**What is required:**
Print out all of the data below, keeping it identical to the original.

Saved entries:
======
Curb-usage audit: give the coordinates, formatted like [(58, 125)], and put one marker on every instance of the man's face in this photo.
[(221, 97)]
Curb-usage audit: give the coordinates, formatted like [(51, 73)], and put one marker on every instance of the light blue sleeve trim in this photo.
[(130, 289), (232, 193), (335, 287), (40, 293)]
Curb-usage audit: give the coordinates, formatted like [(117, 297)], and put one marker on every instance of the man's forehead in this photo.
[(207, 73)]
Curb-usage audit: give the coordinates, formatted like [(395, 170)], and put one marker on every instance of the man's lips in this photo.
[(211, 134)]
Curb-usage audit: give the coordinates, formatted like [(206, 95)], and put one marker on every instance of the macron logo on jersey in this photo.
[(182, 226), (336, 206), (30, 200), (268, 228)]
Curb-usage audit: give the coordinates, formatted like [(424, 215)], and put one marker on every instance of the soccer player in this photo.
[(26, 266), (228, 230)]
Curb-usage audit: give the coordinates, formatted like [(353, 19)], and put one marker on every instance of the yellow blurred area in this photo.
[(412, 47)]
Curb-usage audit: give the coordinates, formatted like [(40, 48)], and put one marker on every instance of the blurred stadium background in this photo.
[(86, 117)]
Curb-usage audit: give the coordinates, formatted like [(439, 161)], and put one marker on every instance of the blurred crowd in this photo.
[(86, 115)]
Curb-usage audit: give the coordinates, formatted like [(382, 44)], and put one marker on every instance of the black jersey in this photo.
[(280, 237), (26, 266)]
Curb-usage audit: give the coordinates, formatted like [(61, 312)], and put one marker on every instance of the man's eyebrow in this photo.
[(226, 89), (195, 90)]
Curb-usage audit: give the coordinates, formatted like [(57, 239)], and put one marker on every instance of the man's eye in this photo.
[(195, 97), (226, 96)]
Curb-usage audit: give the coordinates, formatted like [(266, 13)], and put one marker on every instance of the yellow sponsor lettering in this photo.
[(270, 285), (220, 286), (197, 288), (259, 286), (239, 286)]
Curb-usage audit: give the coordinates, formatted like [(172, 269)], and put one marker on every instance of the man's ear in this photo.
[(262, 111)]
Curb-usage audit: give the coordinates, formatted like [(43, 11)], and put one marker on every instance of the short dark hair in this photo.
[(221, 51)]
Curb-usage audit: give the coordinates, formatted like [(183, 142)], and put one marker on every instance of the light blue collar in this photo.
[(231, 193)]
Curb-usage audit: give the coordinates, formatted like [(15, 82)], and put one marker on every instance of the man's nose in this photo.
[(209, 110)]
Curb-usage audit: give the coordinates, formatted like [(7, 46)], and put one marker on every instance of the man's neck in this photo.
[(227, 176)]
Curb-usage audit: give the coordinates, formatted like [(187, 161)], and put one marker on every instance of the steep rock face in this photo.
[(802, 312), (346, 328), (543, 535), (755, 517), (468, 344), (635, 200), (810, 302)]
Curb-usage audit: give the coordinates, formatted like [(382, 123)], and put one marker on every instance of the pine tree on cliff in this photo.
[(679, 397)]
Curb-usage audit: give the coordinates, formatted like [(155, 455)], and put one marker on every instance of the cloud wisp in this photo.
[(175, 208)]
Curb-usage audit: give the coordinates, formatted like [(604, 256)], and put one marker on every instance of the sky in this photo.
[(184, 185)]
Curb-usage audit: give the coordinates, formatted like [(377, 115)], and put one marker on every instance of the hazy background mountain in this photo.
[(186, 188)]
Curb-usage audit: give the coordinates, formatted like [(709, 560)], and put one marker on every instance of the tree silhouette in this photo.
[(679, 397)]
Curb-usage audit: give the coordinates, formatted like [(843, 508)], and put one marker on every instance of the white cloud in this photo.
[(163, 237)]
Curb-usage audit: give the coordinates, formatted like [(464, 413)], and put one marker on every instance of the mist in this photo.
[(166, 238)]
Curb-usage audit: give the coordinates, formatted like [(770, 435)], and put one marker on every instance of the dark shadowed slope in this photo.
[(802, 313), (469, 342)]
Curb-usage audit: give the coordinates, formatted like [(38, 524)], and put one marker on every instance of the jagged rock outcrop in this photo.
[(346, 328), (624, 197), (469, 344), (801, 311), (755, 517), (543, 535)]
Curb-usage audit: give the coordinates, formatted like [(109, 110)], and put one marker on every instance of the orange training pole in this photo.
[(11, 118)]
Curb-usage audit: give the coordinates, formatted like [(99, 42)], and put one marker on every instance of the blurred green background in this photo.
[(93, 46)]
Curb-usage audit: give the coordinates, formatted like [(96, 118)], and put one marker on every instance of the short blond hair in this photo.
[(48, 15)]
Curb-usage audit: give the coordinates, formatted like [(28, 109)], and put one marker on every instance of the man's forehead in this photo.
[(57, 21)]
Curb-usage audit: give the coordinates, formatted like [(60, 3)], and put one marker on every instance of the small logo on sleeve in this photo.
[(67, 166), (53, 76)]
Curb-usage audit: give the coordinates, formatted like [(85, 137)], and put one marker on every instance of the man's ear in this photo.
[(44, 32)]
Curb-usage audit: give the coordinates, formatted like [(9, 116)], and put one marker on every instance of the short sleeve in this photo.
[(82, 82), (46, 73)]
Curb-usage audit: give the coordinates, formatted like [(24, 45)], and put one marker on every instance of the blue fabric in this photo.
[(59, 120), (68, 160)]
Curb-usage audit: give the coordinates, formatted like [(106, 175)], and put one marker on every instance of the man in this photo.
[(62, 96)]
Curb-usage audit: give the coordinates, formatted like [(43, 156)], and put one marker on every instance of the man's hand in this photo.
======
**Exercise response:**
Curb-usage audit: give the coordinates, formatted like [(58, 125)], and put one marker on every instance of the man's face in this photo.
[(221, 97)]
Curb-usage audit: give the coordinates, formatted like [(51, 73)], and put one marker on every instance of the light blue sleeve trim in this photo.
[(130, 289), (232, 193), (335, 287), (40, 293)]
Curb-usage audit: give the coordinates, formatted like [(117, 297)], and put one marker on every instance of the man's forehead in this photo.
[(207, 73)]
Curb-usage audit: give the coordinates, formatted like [(395, 170)], and put one marker on every instance of the man's lips in this photo.
[(211, 134)]
Curb-usage audit: give the coordinates, formatted like [(206, 95)], and put one marker on every instance of the macron logo on jersey in this photo.
[(182, 226), (336, 206), (30, 200), (268, 228)]
Curb-usage audit: give the coordinates, formatted like [(424, 215)], and put one marker on every instance of the soccer player in this photo.
[(26, 266), (228, 230)]
Curb-usage audit: give the coordinates, formatted like [(353, 19)], and put one marker on every instance of the yellow blurred area in this photo.
[(412, 47)]
Curb-usage audit: give the coordinates, formatted like [(40, 48)], and put one marker on every instance of the blurred stadium background in this photo.
[(86, 117)]
Curb-usage audit: give the coordinates, formatted like [(439, 161)], and put one marker on every instance of the blurred crowd in this photo.
[(86, 115)]
Curb-usage audit: give the coordinates, formatted like [(382, 44)], and put one marker on every instance of the black jersey in this photo.
[(280, 237), (26, 266)]
Curb-usage audit: give the coordinates, formatted like [(61, 312)], and put one marker on every instance of the man's eyebrow in this photo.
[(226, 89), (195, 90)]
Curb-usage audit: give the coordinates, formatted like [(57, 239)], and put one marker on every instance of the man's eye in this photo.
[(195, 97), (226, 96)]
Curb-usage audit: give the coordinates, formatted like [(266, 13)], and put one marker on every instance of the yellow sponsor lettering in this photo.
[(270, 285), (220, 286), (197, 288), (259, 286), (239, 286)]
Curb-usage audit: give the coordinates, formatted like [(172, 269)], and put one marker on every instance of the man's ear in this photo.
[(262, 111)]
Curb-usage audit: give the coordinates, formatted like [(43, 11)], and put one marker on every instance of the short dark hair in this photo.
[(221, 51)]
Curb-usage audit: give the coordinates, formatted like [(183, 142)], and put one marker on every instance of the light blue collar in this photo.
[(231, 193)]
Curb-usage audit: give the coordinates, formatted like [(15, 82)], and put one marker on every instance of the man's nose in this photo.
[(209, 110)]
Curb-usage audit: give the coordinates, formatted like [(7, 46)], and put one marker on every instance of the man's neck in this photo.
[(227, 176)]
Curb-usage audit: give the coordinates, formatted like [(187, 161)], and put one marker on every instance of the steep rock face in this photo.
[(802, 312), (346, 328), (543, 535), (755, 517), (468, 344), (635, 200), (810, 302)]
Curb-usage audit: give the coordinates, formatted like [(382, 123)], and put one marker on every instance of the pine tree on cliff in this photo.
[(679, 397)]
Curb-usage audit: give the coordinates, formatted like [(155, 455)], and put one marker on every instance of the cloud wisp in this photo.
[(175, 208)]
Curb-usage audit: give the coordinates, formatted like [(604, 256)], and put one marker on every instance of the sky in this photo.
[(184, 185)]
Curb-usage audit: give the coordinates, formatted like [(377, 115)], and put one marker on every instance of the hazy background mountain in this photo.
[(186, 188)]
Curb-usage audit: give the coordinates, formatted like [(709, 560)], and put one marker on every instance of the tree silhouette in this photo.
[(679, 397)]
Curb-usage audit: give the coordinates, formatted like [(843, 508)], and put one marker on every instance of the white cloud in this photo.
[(163, 237)]
Curb-usage audit: give the coordinates, formatted like [(464, 413)], and put one marker on every instance of the mist in this photo.
[(166, 238)]
Curb-usage audit: give the coordinates, formatted like [(770, 435)], and put one marker on every instance of the dark shadowed slope in this photo.
[(802, 313), (469, 342)]
Curb-usage audit: give the coordinates, formatted like [(38, 524)], and put one marker on every instance of the jagged rock outcrop in this photo.
[(346, 328), (624, 197), (469, 344), (801, 311), (755, 517), (543, 535)]
Curb-usage audit: give the coordinates, formatted like [(109, 110)], and put one marker on every instance of the orange training pole in this photo.
[(11, 118)]
Curb-usage audit: give the coordinates, formatted like [(99, 42)], and put one marker on every instance of the blurred green background in this photo.
[(93, 46)]
Curb-usage audit: give the coordinates, formatted like [(96, 118)], and put one marker on every instance of the short blond hair in this photo.
[(48, 15)]
Curb-usage audit: give the coordinates, formatted like [(28, 109)], and put one marker on every instance of the man's forehead in this photo.
[(57, 21)]
Curb-usage audit: give the coordinates, formatted like [(60, 3)], and put one marker on every instance of the small logo on sleeve in this photo.
[(67, 166), (53, 76)]
Curb-usage audit: give the coordinates, formatted like [(85, 137)], and put one marker on every instance of the man's ear in this photo.
[(44, 32)]
Curb-usage audit: give the coordinates, formatted like [(9, 116)], and put one marker on every instance of the short sleeve in this photo.
[(82, 82), (46, 73)]
Curb-usage audit: give the coordinates, formatted like [(24, 45)], and put one marker on every instance of the blue fabric in this photo.
[(59, 120), (68, 160)]
Curb-usage audit: give the coordinates, formatted like [(106, 175)], and put one marker on every instance of the man in this photo.
[(62, 96)]
Curb-usage audit: give the coordinates, formatted like [(43, 156)], and put one marker on every instance of the man's hand in this photo.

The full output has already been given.